- Testo in esame:
Invase (loro sì), sterminate ed esiliate ai margini remoti della civiltà, private di ogni bene o possedimento da un progresso famelico che non ammette argini, quindi costrette a scegliere fra l’identità e la sopravvivenza vincolate al giogo di un avido ricatto. Le comunità indigene che abitano il pianeta sono un’atavica reliquia dell’incontaminato, eppure l’immaginario collettivo fa di loro esseri fuori dal tempo, anacronismi viventi, attori sulla scena di un film storico in attesa del ciak finale. Ma il loro retaggio culturale e il loro stile di vita rappresentano gli ultimi baluardi prima dello strapiombo omologante della modernità e della crisi climatica. Sotto questi e diversi altri aspetti gli indigeni e le indigene rappresentano dei veri e propri custodi di Gaia: i guardiani delle nicchie ecologiche ed ecosistemiche ancora non raggiunte dalla devastazione capitalista.

- Dati disponibili:
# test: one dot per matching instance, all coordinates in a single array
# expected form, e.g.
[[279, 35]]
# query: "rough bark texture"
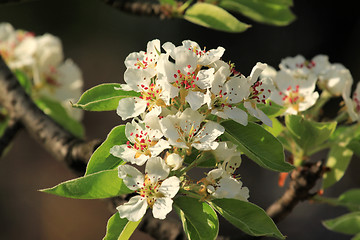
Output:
[[75, 153], [303, 179]]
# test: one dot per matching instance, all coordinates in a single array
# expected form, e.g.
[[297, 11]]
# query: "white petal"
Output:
[[170, 186], [156, 169], [160, 146], [130, 107], [162, 207], [174, 161], [206, 77], [195, 99], [133, 210], [135, 77], [237, 114], [210, 131], [123, 152], [132, 177]]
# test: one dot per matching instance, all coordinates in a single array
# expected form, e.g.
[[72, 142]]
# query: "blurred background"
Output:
[[98, 38]]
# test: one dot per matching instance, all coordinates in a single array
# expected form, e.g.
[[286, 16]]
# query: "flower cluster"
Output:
[[183, 94], [41, 59], [296, 81]]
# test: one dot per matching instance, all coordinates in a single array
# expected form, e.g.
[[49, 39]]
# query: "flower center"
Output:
[[141, 144], [152, 95], [150, 191], [186, 81], [292, 97], [257, 92]]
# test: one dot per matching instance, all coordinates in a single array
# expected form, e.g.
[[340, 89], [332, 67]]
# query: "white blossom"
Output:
[[143, 144], [185, 130], [154, 188]]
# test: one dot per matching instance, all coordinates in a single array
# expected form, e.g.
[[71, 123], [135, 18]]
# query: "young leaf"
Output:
[[246, 216], [347, 224], [199, 220], [338, 161], [103, 97], [104, 184], [265, 11], [120, 228], [101, 159], [258, 144], [57, 112], [211, 16], [308, 134], [351, 199]]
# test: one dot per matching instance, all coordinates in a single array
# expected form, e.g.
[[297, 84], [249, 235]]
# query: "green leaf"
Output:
[[308, 134], [56, 111], [338, 161], [258, 144], [101, 159], [356, 237], [246, 216], [273, 110], [264, 11], [120, 228], [103, 97], [211, 16], [104, 184], [198, 218], [205, 158], [351, 199], [24, 81], [347, 224]]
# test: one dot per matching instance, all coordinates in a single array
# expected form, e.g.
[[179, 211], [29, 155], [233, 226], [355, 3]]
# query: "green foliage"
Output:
[[198, 218], [211, 16], [57, 112], [308, 134], [258, 144], [338, 161], [120, 228], [347, 224], [276, 128], [104, 184], [204, 159], [101, 159], [246, 216], [265, 11], [103, 97]]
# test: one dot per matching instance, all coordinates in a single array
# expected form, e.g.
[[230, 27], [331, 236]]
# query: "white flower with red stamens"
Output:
[[258, 91], [174, 161], [225, 94], [299, 67], [352, 105], [186, 76], [154, 188], [143, 143], [17, 47], [144, 62], [185, 130], [205, 58], [335, 78], [153, 97], [296, 95]]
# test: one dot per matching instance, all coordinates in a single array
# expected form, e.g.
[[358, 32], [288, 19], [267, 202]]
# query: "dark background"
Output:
[[98, 38]]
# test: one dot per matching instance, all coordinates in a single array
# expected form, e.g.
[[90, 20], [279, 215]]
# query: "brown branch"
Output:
[[12, 128], [66, 147], [136, 7], [303, 179]]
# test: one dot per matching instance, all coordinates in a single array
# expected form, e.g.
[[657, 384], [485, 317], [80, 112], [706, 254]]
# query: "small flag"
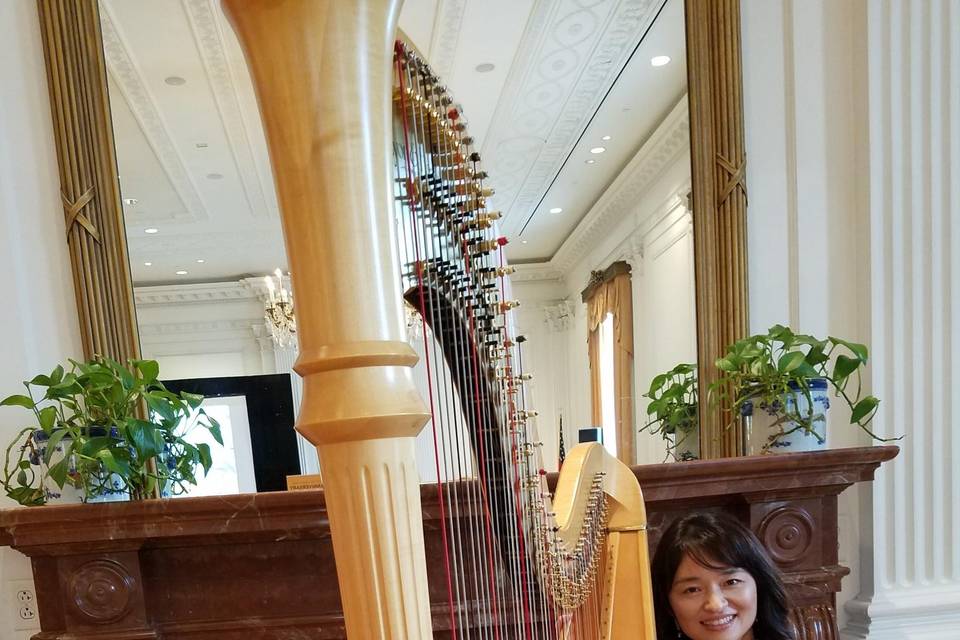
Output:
[[562, 453]]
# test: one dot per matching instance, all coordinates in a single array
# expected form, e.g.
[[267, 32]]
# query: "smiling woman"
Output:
[[713, 580]]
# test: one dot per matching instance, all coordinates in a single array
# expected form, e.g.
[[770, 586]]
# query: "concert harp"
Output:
[[382, 200]]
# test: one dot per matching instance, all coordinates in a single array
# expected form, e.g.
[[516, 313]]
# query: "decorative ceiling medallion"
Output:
[[562, 70], [205, 23]]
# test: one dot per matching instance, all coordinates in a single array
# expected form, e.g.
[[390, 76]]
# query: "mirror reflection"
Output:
[[580, 115]]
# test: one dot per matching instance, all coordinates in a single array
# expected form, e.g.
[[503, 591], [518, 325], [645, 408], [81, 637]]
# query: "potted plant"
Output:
[[673, 411], [105, 429], [779, 382]]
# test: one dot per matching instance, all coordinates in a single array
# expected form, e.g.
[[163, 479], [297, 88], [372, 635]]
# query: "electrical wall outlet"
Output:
[[22, 605]]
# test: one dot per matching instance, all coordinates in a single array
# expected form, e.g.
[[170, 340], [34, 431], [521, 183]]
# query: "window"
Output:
[[608, 396]]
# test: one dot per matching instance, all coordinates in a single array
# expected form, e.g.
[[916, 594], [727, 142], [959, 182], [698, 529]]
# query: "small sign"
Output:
[[304, 482]]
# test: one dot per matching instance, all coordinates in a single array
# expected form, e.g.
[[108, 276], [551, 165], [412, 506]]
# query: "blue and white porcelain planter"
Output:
[[112, 491], [766, 432]]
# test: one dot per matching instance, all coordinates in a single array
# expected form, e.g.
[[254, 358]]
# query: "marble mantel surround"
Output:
[[261, 565]]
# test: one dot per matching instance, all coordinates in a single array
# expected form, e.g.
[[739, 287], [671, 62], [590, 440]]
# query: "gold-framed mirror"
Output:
[[92, 200]]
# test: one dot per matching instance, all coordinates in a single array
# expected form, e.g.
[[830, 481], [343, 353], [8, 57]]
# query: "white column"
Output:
[[911, 563], [551, 379]]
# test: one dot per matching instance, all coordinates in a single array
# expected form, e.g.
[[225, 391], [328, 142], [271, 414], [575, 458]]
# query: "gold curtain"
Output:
[[614, 296]]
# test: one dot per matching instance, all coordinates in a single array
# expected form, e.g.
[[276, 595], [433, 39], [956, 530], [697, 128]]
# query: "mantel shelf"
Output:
[[266, 559]]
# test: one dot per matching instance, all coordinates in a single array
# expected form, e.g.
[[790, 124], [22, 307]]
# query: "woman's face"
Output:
[[713, 604]]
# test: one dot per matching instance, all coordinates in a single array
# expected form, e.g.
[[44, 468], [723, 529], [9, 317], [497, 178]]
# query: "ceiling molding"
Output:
[[446, 36], [568, 59], [670, 140], [535, 271], [163, 244], [128, 79], [205, 24], [217, 327], [203, 293]]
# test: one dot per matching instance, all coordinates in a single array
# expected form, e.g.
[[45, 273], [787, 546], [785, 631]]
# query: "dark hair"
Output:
[[715, 540]]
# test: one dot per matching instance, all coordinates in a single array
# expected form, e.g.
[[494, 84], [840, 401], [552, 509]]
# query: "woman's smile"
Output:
[[713, 603]]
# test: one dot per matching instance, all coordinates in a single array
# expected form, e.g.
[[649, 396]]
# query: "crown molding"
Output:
[[129, 81], [535, 271], [202, 293], [216, 327], [570, 55], [670, 140], [205, 24], [446, 36]]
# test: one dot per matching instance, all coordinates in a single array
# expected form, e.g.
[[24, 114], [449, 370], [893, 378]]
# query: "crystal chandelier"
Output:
[[279, 311]]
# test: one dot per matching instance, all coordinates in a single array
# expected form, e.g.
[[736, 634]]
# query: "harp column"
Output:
[[322, 72]]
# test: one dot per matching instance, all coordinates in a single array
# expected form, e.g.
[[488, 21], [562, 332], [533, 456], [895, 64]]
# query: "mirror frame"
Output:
[[76, 74]]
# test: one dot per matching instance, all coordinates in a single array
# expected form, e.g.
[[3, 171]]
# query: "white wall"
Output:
[[216, 329], [642, 219], [852, 123], [38, 320], [204, 330]]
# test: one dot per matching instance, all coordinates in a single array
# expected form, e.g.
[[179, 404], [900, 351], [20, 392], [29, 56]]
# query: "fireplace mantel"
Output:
[[261, 565]]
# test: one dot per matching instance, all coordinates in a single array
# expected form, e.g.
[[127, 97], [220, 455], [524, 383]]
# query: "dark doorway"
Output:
[[270, 412]]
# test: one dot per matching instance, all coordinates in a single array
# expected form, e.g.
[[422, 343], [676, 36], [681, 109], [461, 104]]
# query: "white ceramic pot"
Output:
[[764, 433], [70, 494]]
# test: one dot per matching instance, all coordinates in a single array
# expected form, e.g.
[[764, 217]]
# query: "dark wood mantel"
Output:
[[261, 566]]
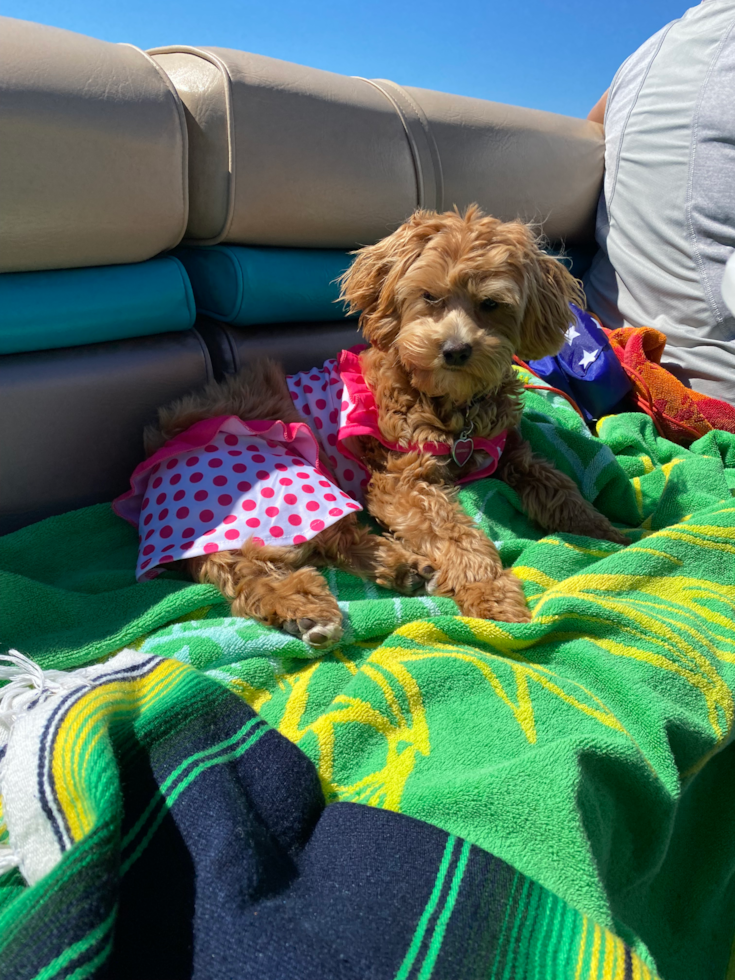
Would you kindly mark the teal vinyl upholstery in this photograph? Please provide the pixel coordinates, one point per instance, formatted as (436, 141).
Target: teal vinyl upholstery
(72, 307)
(246, 286)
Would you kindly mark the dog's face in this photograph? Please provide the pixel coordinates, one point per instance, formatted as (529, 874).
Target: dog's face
(457, 296)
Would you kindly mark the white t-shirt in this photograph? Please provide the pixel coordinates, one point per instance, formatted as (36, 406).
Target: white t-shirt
(666, 218)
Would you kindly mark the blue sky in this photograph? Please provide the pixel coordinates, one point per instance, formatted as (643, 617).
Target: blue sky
(548, 54)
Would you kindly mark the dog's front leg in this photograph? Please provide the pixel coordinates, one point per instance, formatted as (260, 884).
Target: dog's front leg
(549, 497)
(427, 518)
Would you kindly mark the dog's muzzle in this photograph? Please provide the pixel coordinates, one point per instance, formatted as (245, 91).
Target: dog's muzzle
(456, 353)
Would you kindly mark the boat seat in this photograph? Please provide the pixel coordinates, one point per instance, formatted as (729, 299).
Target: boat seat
(71, 420)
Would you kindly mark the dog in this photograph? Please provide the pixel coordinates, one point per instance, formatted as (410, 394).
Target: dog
(445, 302)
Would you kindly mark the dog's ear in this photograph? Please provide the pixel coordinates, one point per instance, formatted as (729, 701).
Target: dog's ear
(369, 285)
(546, 318)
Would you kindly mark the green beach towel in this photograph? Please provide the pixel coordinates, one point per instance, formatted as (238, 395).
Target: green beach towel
(590, 748)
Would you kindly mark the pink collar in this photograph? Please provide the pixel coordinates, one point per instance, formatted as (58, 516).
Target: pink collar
(362, 419)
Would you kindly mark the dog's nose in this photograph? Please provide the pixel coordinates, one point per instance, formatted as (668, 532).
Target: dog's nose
(456, 353)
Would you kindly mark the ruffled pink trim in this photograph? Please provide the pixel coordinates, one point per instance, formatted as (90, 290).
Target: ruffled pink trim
(362, 419)
(296, 436)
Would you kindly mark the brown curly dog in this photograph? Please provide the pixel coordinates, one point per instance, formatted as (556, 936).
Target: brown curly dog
(445, 302)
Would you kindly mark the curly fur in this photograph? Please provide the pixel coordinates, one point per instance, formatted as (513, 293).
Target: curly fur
(441, 282)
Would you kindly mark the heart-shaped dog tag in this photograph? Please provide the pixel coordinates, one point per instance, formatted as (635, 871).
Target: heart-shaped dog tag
(462, 450)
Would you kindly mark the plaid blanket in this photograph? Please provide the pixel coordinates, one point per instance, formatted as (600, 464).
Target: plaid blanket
(589, 750)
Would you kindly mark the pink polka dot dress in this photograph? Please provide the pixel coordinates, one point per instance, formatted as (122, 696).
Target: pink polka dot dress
(224, 481)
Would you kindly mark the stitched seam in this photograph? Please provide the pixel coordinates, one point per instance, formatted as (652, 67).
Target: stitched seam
(413, 150)
(431, 146)
(627, 118)
(703, 278)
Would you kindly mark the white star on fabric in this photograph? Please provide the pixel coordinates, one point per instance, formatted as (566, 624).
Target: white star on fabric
(588, 357)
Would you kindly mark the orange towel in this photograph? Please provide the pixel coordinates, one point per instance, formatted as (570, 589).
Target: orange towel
(678, 413)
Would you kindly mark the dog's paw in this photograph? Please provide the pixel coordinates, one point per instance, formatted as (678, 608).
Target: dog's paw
(590, 523)
(408, 578)
(319, 633)
(501, 599)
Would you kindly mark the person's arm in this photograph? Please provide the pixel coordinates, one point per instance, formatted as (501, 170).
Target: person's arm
(597, 114)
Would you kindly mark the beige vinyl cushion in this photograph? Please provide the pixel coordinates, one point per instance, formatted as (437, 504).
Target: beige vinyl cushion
(286, 155)
(93, 154)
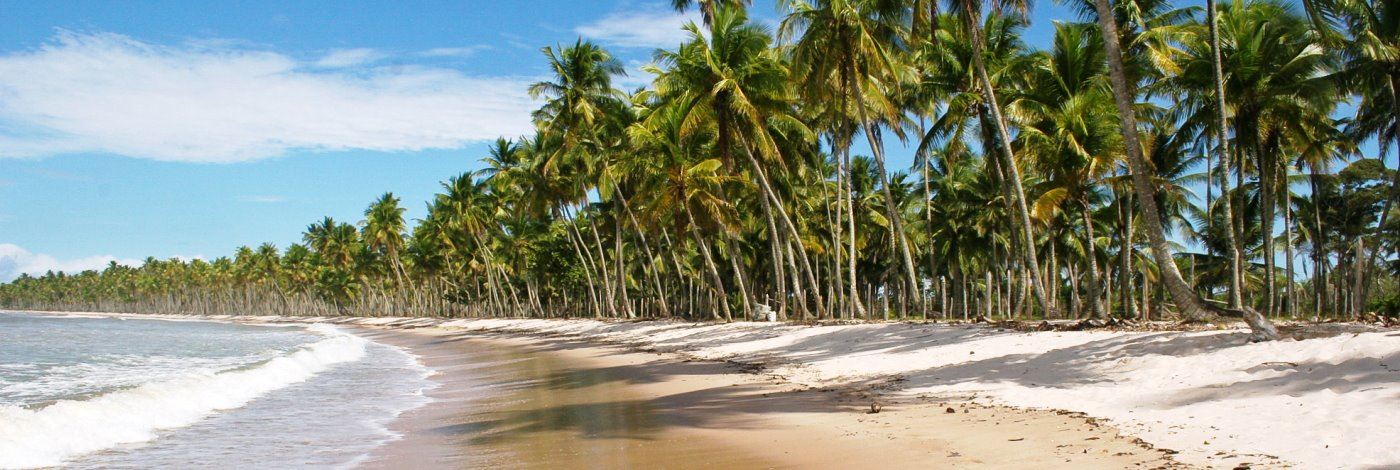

- Consegna A: Riscrivi in forma di elenco il paragrafo del testo in esame che comincia con «Invase (loro sì)», conservandone i fatti principali.
- Consegna B: Restituisci fedelmente la parte del testo in esame che parte da "Invase (loro sì), sterminate" e prosegue fino a "dalla devastazione capitalista.".

- Risposta A:
- Le comunità indigene sono state invase, sterminate ed esiliate ai margini remoti della civiltà. Un progresso famelico e senza argini le ha private di ogni bene o possedimento.
- Sono costrette a scegliere fra l'identità e la sopravvivenza, sotto il giogo di un avido ricatto.
- Sono un'atavica reliquia dell'incontaminato. L'immaginario collettivo, però, le considera esseri fuori dal tempo e anacronismi viventi.
- Il loro retaggio culturale e il loro stile di vita sono gli ultimi baluardi contro l'omologazione della modernità e contro la crisi climatica.
- Gli indigeni e le indigene sono custodi di Gaia: guardiani delle nicchie ecologiche ed ecosistemiche non ancora raggiunte dalla devastazione capitalista.

- Risposta B:
Invase (loro sì), sterminate ed esiliate ai margini remoti della civiltà, private di ogni bene o possedimento da un progresso famelico che non ammette argini, quindi costrette a scegliere fra l’identità e la sopravvivenza vincolate al giogo di un avido ricatto. Le comunità indigene che abitano il pianeta sono un’atavica reliquia dell’incontaminato, eppure l’immaginario collettivo fa di loro esseri fuori dal tempo, anacronismi viventi, attori sulla scena di un film storico in attesa del ciak finale. Ma il loro retaggio culturale e il loro stile di vita rappresentano gli ultimi baluardi prima dello strapiombo omologante della modernità e della crisi climatica. Sotto questi e diversi altri aspetti gli indigeni e le indigene rappresentano dei veri e propri custodi di Gaia: i guardiani delle nicchie ecologiche ed ecosistemiche ancora non raggiunte dalla devastazione capitalista.